Repeat the records given below in full, with no changes.

→ **Records for the task**
== Segment start ==

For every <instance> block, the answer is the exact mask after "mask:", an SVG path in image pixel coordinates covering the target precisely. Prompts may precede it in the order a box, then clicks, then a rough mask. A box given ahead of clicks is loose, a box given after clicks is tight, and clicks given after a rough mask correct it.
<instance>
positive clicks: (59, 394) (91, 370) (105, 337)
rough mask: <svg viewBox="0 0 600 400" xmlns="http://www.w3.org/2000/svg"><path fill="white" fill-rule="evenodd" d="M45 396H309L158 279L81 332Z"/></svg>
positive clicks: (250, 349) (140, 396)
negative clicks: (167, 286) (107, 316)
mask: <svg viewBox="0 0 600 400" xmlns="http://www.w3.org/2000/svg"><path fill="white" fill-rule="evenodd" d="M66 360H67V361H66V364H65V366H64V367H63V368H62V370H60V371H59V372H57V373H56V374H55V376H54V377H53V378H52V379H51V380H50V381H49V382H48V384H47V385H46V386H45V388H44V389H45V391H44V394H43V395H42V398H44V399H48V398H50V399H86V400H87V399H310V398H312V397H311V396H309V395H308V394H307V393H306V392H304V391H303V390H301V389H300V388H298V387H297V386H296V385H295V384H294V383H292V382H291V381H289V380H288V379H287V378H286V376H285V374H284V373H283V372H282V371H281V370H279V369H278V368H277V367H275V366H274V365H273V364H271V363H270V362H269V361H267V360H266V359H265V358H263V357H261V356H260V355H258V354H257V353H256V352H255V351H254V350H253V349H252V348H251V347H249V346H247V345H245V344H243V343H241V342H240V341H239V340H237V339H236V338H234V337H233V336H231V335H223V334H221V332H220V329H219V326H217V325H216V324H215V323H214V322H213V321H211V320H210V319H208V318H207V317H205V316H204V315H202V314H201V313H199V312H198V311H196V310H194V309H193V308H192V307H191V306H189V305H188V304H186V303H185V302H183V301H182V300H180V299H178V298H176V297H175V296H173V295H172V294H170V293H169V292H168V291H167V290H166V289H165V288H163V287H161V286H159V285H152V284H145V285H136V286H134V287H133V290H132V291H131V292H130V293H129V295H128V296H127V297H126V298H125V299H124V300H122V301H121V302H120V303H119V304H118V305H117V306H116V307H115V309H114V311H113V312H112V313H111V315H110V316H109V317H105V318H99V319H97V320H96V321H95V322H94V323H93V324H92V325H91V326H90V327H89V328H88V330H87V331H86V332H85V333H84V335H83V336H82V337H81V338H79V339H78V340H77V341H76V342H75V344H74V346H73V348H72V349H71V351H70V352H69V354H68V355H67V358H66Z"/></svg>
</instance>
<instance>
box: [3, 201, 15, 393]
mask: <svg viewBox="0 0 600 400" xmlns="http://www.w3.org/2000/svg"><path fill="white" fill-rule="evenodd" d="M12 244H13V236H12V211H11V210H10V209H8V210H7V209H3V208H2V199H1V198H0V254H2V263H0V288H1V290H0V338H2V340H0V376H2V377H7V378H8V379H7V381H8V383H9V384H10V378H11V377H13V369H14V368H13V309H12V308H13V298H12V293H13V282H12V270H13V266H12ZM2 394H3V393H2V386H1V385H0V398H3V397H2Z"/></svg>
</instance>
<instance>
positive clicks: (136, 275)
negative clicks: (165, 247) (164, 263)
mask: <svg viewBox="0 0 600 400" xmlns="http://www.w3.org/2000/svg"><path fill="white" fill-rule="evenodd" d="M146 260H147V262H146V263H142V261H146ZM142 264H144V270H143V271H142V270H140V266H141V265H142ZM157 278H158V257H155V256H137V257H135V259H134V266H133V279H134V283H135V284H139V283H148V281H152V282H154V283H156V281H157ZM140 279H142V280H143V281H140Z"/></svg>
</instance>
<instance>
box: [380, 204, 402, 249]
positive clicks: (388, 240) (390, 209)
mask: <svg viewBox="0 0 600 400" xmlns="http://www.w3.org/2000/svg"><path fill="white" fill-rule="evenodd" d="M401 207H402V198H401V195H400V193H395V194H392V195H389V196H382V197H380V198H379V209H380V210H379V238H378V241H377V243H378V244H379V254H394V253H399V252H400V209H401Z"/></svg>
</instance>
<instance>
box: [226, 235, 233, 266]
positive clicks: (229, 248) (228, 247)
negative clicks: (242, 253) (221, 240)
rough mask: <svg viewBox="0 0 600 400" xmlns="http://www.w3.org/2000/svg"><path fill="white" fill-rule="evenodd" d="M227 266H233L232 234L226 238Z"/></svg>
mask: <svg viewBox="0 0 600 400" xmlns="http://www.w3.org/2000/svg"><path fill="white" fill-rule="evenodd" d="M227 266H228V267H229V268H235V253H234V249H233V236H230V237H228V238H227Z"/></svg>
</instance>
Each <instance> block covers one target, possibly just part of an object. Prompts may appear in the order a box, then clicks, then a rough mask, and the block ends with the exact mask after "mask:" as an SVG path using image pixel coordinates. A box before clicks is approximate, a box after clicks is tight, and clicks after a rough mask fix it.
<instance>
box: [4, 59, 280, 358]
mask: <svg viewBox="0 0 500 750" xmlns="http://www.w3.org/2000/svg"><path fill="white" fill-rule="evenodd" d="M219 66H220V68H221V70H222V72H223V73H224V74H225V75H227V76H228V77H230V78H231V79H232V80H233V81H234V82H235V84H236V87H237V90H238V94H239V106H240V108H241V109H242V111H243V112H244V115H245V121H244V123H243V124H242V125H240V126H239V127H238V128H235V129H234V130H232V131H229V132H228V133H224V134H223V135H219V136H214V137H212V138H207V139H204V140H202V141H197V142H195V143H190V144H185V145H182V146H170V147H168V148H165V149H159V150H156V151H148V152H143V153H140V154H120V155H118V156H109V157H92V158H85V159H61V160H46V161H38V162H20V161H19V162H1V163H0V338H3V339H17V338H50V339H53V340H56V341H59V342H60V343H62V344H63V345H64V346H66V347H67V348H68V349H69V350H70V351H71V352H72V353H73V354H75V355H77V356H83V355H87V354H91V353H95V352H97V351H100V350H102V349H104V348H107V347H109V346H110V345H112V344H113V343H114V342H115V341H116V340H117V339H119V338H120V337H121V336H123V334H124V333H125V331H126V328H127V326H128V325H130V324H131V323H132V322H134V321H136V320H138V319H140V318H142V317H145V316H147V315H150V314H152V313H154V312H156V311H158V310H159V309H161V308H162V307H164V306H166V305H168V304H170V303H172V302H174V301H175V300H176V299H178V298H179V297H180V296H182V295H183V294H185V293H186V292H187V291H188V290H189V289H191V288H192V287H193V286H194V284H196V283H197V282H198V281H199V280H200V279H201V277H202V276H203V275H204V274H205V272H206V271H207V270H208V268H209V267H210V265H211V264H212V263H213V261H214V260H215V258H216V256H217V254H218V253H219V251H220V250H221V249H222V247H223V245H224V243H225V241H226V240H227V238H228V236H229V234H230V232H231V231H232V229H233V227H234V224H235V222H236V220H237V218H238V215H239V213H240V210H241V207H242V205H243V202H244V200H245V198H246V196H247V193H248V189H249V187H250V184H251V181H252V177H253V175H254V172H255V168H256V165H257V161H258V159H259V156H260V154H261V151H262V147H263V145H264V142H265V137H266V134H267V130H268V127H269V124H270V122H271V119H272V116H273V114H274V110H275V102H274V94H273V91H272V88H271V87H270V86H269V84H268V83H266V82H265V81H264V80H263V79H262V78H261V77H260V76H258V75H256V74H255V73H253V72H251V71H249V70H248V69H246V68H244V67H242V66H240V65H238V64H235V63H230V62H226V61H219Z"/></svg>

== Segment end ==

→ **Reply**
For every <instance> block, the answer is the exact mask after "mask:", an SVG path in image pixel coordinates covering the target precisely. Prompts may precede it in the order a box, then clicks, then a rough mask. A box given ahead of clicks is loose, a box given after clicks is tight, and clicks given after a rough mask correct it.
<instance>
positive clicks: (59, 394) (91, 370) (105, 337)
rough mask: <svg viewBox="0 0 600 400" xmlns="http://www.w3.org/2000/svg"><path fill="white" fill-rule="evenodd" d="M45 396H309L158 279L81 332Z"/></svg>
positive clicks: (250, 349) (140, 396)
negative clicks: (167, 286) (107, 316)
mask: <svg viewBox="0 0 600 400" xmlns="http://www.w3.org/2000/svg"><path fill="white" fill-rule="evenodd" d="M66 360H67V361H66V364H65V366H64V367H63V368H62V370H60V371H59V372H57V373H56V374H55V376H54V377H53V378H52V379H51V380H50V381H49V382H48V384H47V385H46V386H45V388H44V389H45V391H44V394H43V395H42V398H44V399H48V398H50V399H86V400H87V399H310V398H312V397H311V396H309V395H308V394H307V393H306V392H304V391H303V390H301V389H300V388H298V387H297V386H296V385H295V384H294V383H292V382H291V381H289V380H288V379H287V378H286V376H285V374H284V373H283V372H282V371H281V370H279V369H278V368H277V367H275V366H274V365H273V364H271V363H270V362H269V361H267V360H266V359H265V358H263V357H261V356H260V355H258V354H257V353H256V352H255V351H254V350H253V349H252V348H251V347H249V346H247V345H245V344H243V343H241V342H240V341H239V340H237V339H236V338H234V337H233V336H231V335H223V334H221V332H220V329H219V326H217V325H216V324H215V323H214V322H213V321H211V320H210V319H208V318H207V317H205V316H204V315H202V314H201V313H199V312H198V311H196V310H194V309H193V308H192V307H191V306H189V305H188V304H186V303H185V302H183V301H182V300H180V299H178V298H176V297H175V296H173V295H172V294H170V293H169V292H168V291H167V290H166V289H165V288H163V287H161V286H159V285H152V284H145V285H136V286H134V287H133V290H132V291H131V292H130V293H129V295H128V296H127V297H126V298H125V299H124V300H122V301H121V302H120V303H119V304H118V305H117V306H116V307H115V309H114V311H113V312H112V313H111V315H110V316H109V317H105V318H99V319H97V320H96V321H95V322H94V323H93V324H92V325H91V326H90V327H89V328H88V330H87V331H86V332H85V333H84V335H83V336H82V337H81V338H79V339H78V340H77V341H76V342H75V344H74V346H73V348H72V349H71V351H70V352H69V354H68V355H67V358H66Z"/></svg>
</instance>
<instance>
box: [3, 201, 15, 393]
mask: <svg viewBox="0 0 600 400" xmlns="http://www.w3.org/2000/svg"><path fill="white" fill-rule="evenodd" d="M12 244H13V236H12V211H11V210H10V209H8V210H7V209H3V208H2V199H1V198H0V254H2V263H0V288H1V290H0V338H2V340H0V376H2V377H7V378H8V379H7V381H8V383H9V384H10V378H11V377H13V369H14V368H13V309H12V308H13V298H12V293H13V282H12V270H13V266H12ZM2 394H3V393H2V386H1V385H0V398H3V397H2Z"/></svg>
</instance>
<instance>
positive clicks: (136, 275)
negative clicks: (165, 247) (164, 263)
mask: <svg viewBox="0 0 600 400" xmlns="http://www.w3.org/2000/svg"><path fill="white" fill-rule="evenodd" d="M146 260H147V262H146V263H142V261H146ZM142 264H144V270H143V271H142V270H140V266H141V265H142ZM157 278H158V257H155V256H137V257H135V259H134V266H133V279H134V283H135V284H139V283H148V281H152V282H154V283H156V281H157ZM140 279H142V280H143V281H140Z"/></svg>
</instance>
<instance>
box: [380, 204, 402, 249]
positive clicks: (388, 240) (390, 209)
mask: <svg viewBox="0 0 600 400" xmlns="http://www.w3.org/2000/svg"><path fill="white" fill-rule="evenodd" d="M401 207H402V198H401V195H400V193H395V194H392V195H389V196H382V197H380V198H379V209H380V210H379V238H378V241H377V243H378V244H379V254H394V253H399V252H400V209H401Z"/></svg>
</instance>
<instance>
box: [226, 235, 233, 266]
positive clicks: (229, 248) (228, 247)
negative clicks: (242, 253) (221, 240)
rough mask: <svg viewBox="0 0 600 400" xmlns="http://www.w3.org/2000/svg"><path fill="white" fill-rule="evenodd" d="M227 266H233L232 234L226 238Z"/></svg>
mask: <svg viewBox="0 0 600 400" xmlns="http://www.w3.org/2000/svg"><path fill="white" fill-rule="evenodd" d="M227 266H228V267H229V268H235V253H234V249H233V236H230V237H228V238H227Z"/></svg>
</instance>
Each <instance> block covers one target, possibly just part of an object. Prompts may appear in the order a box, then clicks, then a rough mask, and the block ends with the exact mask after "mask:" as an SVG path using image pixel coordinates. A box before clicks is approximate, a box after clicks is tight, and clicks after a rough mask fix it.
<instance>
box: [4, 59, 280, 358]
mask: <svg viewBox="0 0 500 750" xmlns="http://www.w3.org/2000/svg"><path fill="white" fill-rule="evenodd" d="M219 66H220V68H221V70H222V72H223V73H224V74H225V75H227V76H228V77H230V78H231V79H232V80H233V81H234V82H235V84H236V87H237V90H238V94H239V106H240V108H241V109H242V111H243V112H244V115H245V121H244V123H243V124H242V125H240V126H239V127H238V128H235V129H234V130H232V131H229V132H228V133H224V134H223V135H219V136H214V137H212V138H207V139H204V140H202V141H197V142H195V143H190V144H185V145H182V146H170V147H168V148H165V149H159V150H156V151H148V152H143V153H140V154H120V155H118V156H109V157H92V158H85V159H61V160H46V161H38V162H20V161H19V162H1V163H0V338H3V339H17V338H50V339H53V340H56V341H59V342H60V343H62V344H63V345H64V346H66V347H67V348H68V349H69V350H70V351H71V352H72V353H73V354H75V355H77V356H83V355H87V354H91V353H95V352H97V351H100V350H102V349H104V348H107V347H109V346H110V345H112V344H113V343H114V342H115V341H116V340H117V339H119V338H120V337H121V336H123V334H124V333H125V331H126V328H127V326H128V325H130V324H131V323H132V322H134V321H136V320H138V319H140V318H142V317H145V316H147V315H150V314H152V313H154V312H156V311H158V310H159V309H161V308H162V307H164V306H166V305H168V304H170V303H172V302H174V301H175V300H176V299H178V298H179V297H180V296H182V295H183V294H185V293H186V292H187V291H188V290H189V289H191V288H192V287H193V286H194V284H196V283H197V282H198V281H199V280H200V279H201V277H202V276H203V275H204V274H205V272H206V271H207V270H208V268H209V267H210V265H211V264H212V263H213V261H214V260H215V258H216V256H217V254H218V253H219V251H220V250H221V249H222V247H223V245H224V243H225V241H226V240H227V238H228V236H229V234H230V232H231V231H232V229H233V227H234V224H235V222H236V220H237V218H238V215H239V213H240V210H241V207H242V205H243V202H244V200H245V198H246V196H247V193H248V189H249V187H250V184H251V181H252V177H253V175H254V172H255V168H256V165H257V161H258V159H259V156H260V154H261V151H262V147H263V145H264V142H265V137H266V134H267V130H268V127H269V124H270V122H271V119H272V116H273V114H274V110H275V102H274V94H273V91H272V88H271V87H270V86H269V84H268V83H266V82H265V81H264V80H263V79H262V78H261V77H260V76H258V75H256V74H255V73H253V72H251V71H249V70H248V69H246V68H244V67H242V66H240V65H238V64H235V63H230V62H226V61H219Z"/></svg>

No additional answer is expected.